=== Data supplied ===

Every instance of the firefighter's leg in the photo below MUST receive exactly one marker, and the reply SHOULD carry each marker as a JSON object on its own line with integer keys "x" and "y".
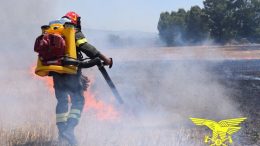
{"x": 78, "y": 101}
{"x": 61, "y": 110}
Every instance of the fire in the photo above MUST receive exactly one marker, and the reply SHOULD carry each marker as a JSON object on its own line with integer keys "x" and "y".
{"x": 102, "y": 110}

===

What you will do —
Starting at the line that contains "Every instance of the fire in" and continuing through the end of the data, write out every line again, requests included, and shift each coordinate in the answers by adding 40 to it.

Solution to the exercise —
Every instance of the fire in the photo above MUST receive exactly one marker, and the reply SHOULD carry each marker as a JSON object on its own line with integer keys "x" and "y".
{"x": 142, "y": 150}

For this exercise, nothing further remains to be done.